↓↓↓

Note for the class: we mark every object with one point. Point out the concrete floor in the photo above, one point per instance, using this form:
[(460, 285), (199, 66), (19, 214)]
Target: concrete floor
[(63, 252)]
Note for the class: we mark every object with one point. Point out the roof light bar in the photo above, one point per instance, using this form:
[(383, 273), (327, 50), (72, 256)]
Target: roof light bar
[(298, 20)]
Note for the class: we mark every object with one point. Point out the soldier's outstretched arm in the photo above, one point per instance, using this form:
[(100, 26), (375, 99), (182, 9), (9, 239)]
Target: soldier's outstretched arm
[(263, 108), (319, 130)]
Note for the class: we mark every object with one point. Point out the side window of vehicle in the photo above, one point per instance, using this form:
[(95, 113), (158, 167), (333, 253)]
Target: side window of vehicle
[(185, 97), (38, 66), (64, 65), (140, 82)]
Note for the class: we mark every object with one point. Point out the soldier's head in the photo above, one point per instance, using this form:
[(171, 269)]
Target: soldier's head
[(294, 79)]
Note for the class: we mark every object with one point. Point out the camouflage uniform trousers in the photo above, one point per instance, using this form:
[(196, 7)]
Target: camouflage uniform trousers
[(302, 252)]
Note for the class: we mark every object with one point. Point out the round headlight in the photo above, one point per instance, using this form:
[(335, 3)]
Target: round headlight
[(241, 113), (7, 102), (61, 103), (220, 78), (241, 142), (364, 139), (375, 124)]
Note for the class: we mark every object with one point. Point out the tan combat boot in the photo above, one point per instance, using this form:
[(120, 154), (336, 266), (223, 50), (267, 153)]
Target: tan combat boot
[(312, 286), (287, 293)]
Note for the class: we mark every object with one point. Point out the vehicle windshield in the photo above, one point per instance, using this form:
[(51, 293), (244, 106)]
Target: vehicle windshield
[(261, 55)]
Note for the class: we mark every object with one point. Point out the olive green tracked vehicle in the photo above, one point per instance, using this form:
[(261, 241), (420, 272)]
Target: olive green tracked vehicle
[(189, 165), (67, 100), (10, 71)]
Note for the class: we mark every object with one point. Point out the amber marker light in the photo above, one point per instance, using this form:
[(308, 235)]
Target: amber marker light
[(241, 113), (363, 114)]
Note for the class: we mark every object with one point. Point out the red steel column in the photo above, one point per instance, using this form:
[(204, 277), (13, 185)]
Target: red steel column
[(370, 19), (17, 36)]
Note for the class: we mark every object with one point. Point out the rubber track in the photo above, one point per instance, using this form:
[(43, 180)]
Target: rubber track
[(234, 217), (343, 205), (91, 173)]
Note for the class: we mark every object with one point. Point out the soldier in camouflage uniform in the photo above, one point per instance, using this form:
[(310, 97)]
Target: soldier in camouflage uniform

↑↑↑

From the material above, pull out the lines starting with the one containing "out the vehicle" and running through the one containing "[(261, 55)]", and reproduce them word for word.

Note for the class: we mark every object with one point. Point out the vehicle windshield in the photo above, one point per instance, using this form:
[(51, 293), (244, 106)]
Target: vehicle windshield
[(261, 55)]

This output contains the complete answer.